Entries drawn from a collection
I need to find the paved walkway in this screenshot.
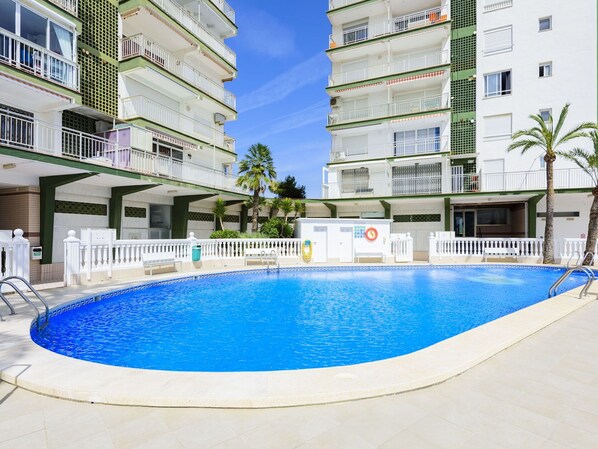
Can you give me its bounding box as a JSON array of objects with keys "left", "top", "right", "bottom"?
[{"left": 0, "top": 286, "right": 598, "bottom": 449}]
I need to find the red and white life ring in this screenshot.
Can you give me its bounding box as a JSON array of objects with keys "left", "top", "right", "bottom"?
[{"left": 365, "top": 227, "right": 378, "bottom": 242}]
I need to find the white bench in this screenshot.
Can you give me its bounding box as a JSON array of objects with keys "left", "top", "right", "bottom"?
[
  {"left": 141, "top": 253, "right": 183, "bottom": 276},
  {"left": 354, "top": 251, "right": 386, "bottom": 263},
  {"left": 484, "top": 248, "right": 519, "bottom": 262},
  {"left": 245, "top": 248, "right": 278, "bottom": 265}
]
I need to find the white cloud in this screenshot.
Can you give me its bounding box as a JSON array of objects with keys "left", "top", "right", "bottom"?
[{"left": 238, "top": 53, "right": 330, "bottom": 113}]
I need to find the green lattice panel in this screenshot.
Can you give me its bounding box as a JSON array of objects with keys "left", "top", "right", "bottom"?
[
  {"left": 79, "top": 0, "right": 118, "bottom": 60},
  {"left": 54, "top": 201, "right": 108, "bottom": 216},
  {"left": 451, "top": 0, "right": 476, "bottom": 30},
  {"left": 451, "top": 121, "right": 476, "bottom": 154},
  {"left": 78, "top": 49, "right": 118, "bottom": 117},
  {"left": 392, "top": 214, "right": 441, "bottom": 223},
  {"left": 125, "top": 206, "right": 147, "bottom": 218},
  {"left": 189, "top": 212, "right": 214, "bottom": 223},
  {"left": 451, "top": 79, "right": 476, "bottom": 114},
  {"left": 451, "top": 34, "right": 477, "bottom": 72}
]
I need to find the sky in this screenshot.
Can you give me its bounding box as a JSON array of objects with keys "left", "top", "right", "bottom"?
[{"left": 225, "top": 0, "right": 330, "bottom": 198}]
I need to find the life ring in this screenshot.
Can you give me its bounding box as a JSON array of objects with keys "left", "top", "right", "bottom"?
[
  {"left": 301, "top": 240, "right": 313, "bottom": 262},
  {"left": 365, "top": 227, "right": 378, "bottom": 242}
]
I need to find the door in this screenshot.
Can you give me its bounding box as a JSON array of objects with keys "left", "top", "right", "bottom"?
[
  {"left": 338, "top": 226, "right": 353, "bottom": 263},
  {"left": 312, "top": 226, "right": 328, "bottom": 263}
]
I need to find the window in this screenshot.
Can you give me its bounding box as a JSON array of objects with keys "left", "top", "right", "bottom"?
[
  {"left": 539, "top": 16, "right": 552, "bottom": 31},
  {"left": 484, "top": 114, "right": 513, "bottom": 139},
  {"left": 341, "top": 167, "right": 372, "bottom": 193},
  {"left": 540, "top": 109, "right": 552, "bottom": 122},
  {"left": 538, "top": 62, "right": 552, "bottom": 78},
  {"left": 484, "top": 26, "right": 513, "bottom": 55},
  {"left": 484, "top": 70, "right": 511, "bottom": 97}
]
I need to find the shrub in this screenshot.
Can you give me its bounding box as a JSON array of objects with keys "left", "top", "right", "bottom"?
[
  {"left": 210, "top": 229, "right": 240, "bottom": 239},
  {"left": 260, "top": 217, "right": 293, "bottom": 239}
]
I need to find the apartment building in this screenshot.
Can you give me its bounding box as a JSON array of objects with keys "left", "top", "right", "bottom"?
[
  {"left": 324, "top": 0, "right": 598, "bottom": 251},
  {"left": 0, "top": 0, "right": 247, "bottom": 280}
]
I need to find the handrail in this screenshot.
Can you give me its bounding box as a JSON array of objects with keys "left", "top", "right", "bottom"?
[{"left": 0, "top": 276, "right": 50, "bottom": 330}]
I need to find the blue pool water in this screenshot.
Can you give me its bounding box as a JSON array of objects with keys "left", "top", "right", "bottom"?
[{"left": 31, "top": 266, "right": 584, "bottom": 372}]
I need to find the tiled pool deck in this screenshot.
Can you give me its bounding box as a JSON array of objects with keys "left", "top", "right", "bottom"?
[{"left": 0, "top": 268, "right": 598, "bottom": 449}]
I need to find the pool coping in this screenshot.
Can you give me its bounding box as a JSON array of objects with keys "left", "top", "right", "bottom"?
[{"left": 0, "top": 264, "right": 596, "bottom": 408}]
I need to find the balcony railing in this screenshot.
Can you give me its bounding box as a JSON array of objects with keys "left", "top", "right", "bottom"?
[
  {"left": 208, "top": 0, "right": 235, "bottom": 23},
  {"left": 328, "top": 51, "right": 449, "bottom": 87},
  {"left": 330, "top": 7, "right": 449, "bottom": 48},
  {"left": 0, "top": 29, "right": 80, "bottom": 91},
  {"left": 330, "top": 136, "right": 448, "bottom": 162},
  {"left": 328, "top": 94, "right": 450, "bottom": 126},
  {"left": 151, "top": 0, "right": 237, "bottom": 67},
  {"left": 323, "top": 163, "right": 595, "bottom": 198},
  {"left": 0, "top": 113, "right": 243, "bottom": 192},
  {"left": 121, "top": 34, "right": 237, "bottom": 109},
  {"left": 50, "top": 0, "right": 79, "bottom": 17},
  {"left": 121, "top": 96, "right": 230, "bottom": 148}
]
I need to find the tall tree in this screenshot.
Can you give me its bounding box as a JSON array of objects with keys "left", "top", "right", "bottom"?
[
  {"left": 237, "top": 143, "right": 277, "bottom": 233},
  {"left": 507, "top": 104, "right": 594, "bottom": 264},
  {"left": 212, "top": 198, "right": 226, "bottom": 229},
  {"left": 563, "top": 129, "right": 598, "bottom": 265},
  {"left": 276, "top": 175, "right": 305, "bottom": 200}
]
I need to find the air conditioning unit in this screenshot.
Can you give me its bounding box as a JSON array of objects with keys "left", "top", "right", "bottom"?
[{"left": 214, "top": 113, "right": 226, "bottom": 125}]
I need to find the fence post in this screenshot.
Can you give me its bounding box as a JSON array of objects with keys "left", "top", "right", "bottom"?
[
  {"left": 64, "top": 231, "right": 81, "bottom": 287},
  {"left": 12, "top": 229, "right": 29, "bottom": 281}
]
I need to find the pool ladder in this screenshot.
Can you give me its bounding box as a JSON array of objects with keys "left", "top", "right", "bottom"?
[
  {"left": 0, "top": 276, "right": 50, "bottom": 330},
  {"left": 548, "top": 251, "right": 596, "bottom": 298}
]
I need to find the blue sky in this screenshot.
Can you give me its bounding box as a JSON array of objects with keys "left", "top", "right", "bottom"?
[{"left": 226, "top": 0, "right": 330, "bottom": 198}]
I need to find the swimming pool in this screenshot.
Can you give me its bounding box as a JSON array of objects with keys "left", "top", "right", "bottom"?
[{"left": 31, "top": 266, "right": 584, "bottom": 372}]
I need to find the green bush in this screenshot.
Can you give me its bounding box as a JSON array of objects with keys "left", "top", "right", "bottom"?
[
  {"left": 210, "top": 229, "right": 241, "bottom": 239},
  {"left": 260, "top": 217, "right": 293, "bottom": 239}
]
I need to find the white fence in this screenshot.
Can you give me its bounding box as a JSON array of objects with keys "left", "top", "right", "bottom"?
[
  {"left": 428, "top": 232, "right": 598, "bottom": 263},
  {"left": 64, "top": 231, "right": 301, "bottom": 285}
]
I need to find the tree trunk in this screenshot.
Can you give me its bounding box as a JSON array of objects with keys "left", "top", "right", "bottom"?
[
  {"left": 543, "top": 155, "right": 556, "bottom": 264},
  {"left": 251, "top": 190, "right": 260, "bottom": 234},
  {"left": 583, "top": 186, "right": 598, "bottom": 265}
]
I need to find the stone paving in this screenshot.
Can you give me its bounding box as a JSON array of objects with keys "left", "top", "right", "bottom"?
[{"left": 0, "top": 276, "right": 598, "bottom": 449}]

Exercise objective
Count the lines of the entries above that contain the word "pool". Reply with the number alone.

Exercise solution
5